## EXERCISE 1
Answer these questions using the challenge overview below, one answer per line, marked the same way.
(a) How many boroughs does Greater London contain?
(b) What plain word is given as the meaning of "borough"?
(c) Over what span of time is the rise in housing prices to be measured?
## EXERCISE 2
List every geographic place name that appears in the challenge overview below, each only once.
## EXERCISE 3
Transcribe the challenge overview below word for word, starting at "## Objectives" and ending at "with actual datasets!".

## SOURCE PASSAGE
# Springboard Data Science Career Track Unit 4 Challenge - Tier 3 Complete

## Objectives
Hey! Great job getting through those challenging DataCamp courses. You're learning a lot in a short span of time. 

In this notebook, you're going to apply the skills you've been learning, bridging the gap between the controlled environment of DataCamp and the *slightly* messier work that data scientists do with actual datasets!

Here’s the mystery we’re going to solve: ***which boroughs of London have seen the greatest increase in housing prices, on average, over the last two decades?***


A borough is just a fancy word for district. You may be familiar with the five boroughs of New York… well, there are 32 boroughs within Greater London [(here's some info for the curious)](https://en.wikipedia.org/wiki/London_boroughs). Some of them are more desirable areas to live in, and the data will reflect that with a greater rise in housing prices.

## RECORD EXTRACTS
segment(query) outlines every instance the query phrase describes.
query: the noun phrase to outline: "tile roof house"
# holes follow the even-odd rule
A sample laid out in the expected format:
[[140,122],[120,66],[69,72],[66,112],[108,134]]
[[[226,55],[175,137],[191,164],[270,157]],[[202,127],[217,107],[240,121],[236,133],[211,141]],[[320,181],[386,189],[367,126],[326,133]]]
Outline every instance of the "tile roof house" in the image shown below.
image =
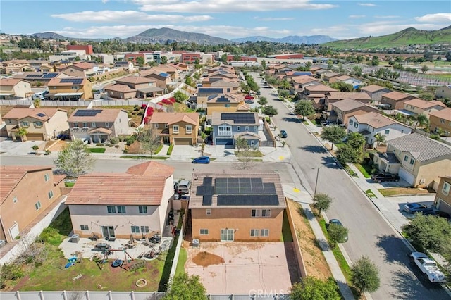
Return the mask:
[[442,132],[446,137],[451,135],[451,108],[445,108],[429,113],[429,128],[435,133]]
[[104,143],[130,134],[127,111],[118,108],[78,108],[68,120],[72,139]]
[[69,129],[67,111],[60,108],[15,107],[3,116],[8,136],[16,140],[20,128],[25,128],[23,141],[48,141]]
[[66,204],[75,234],[111,239],[163,232],[174,194],[174,168],[148,161],[125,173],[78,177]]
[[163,144],[196,145],[199,132],[197,113],[154,113],[149,125]]
[[252,148],[258,148],[260,119],[257,113],[213,113],[211,115],[214,145],[235,145],[245,139]]
[[393,91],[383,94],[381,98],[381,103],[390,104],[390,109],[402,109],[404,108],[404,103],[414,98],[415,97],[413,96]]
[[10,242],[58,202],[66,175],[47,165],[0,166],[0,239]]
[[192,175],[192,237],[201,242],[280,242],[287,204],[279,175]]
[[350,117],[347,130],[360,133],[365,137],[366,144],[373,147],[377,146],[375,137],[377,135],[390,141],[412,132],[409,126],[374,111]]
[[1,78],[0,99],[27,98],[31,96],[31,85],[22,79]]
[[393,154],[397,162],[375,155],[373,161],[379,170],[398,173],[413,187],[436,190],[440,177],[451,174],[451,146],[418,133],[388,141],[386,153]]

## RIGHT ANSWER 1
(a) 32
(b) District
(c) The last two decades

## RIGHT ANSWER 2
London
New York
Greater London

## RIGHT ANSWER 3
## Objectives
Hey! Great job getting through those challenging DataCamp courses. You're learning a lot in a short span of time. 

In this notebook, you're going to apply the skills you've been learning, bridging the gap between the controlled environment of DataCamp and the *slightly* messier work that data scientists do with actual datasets!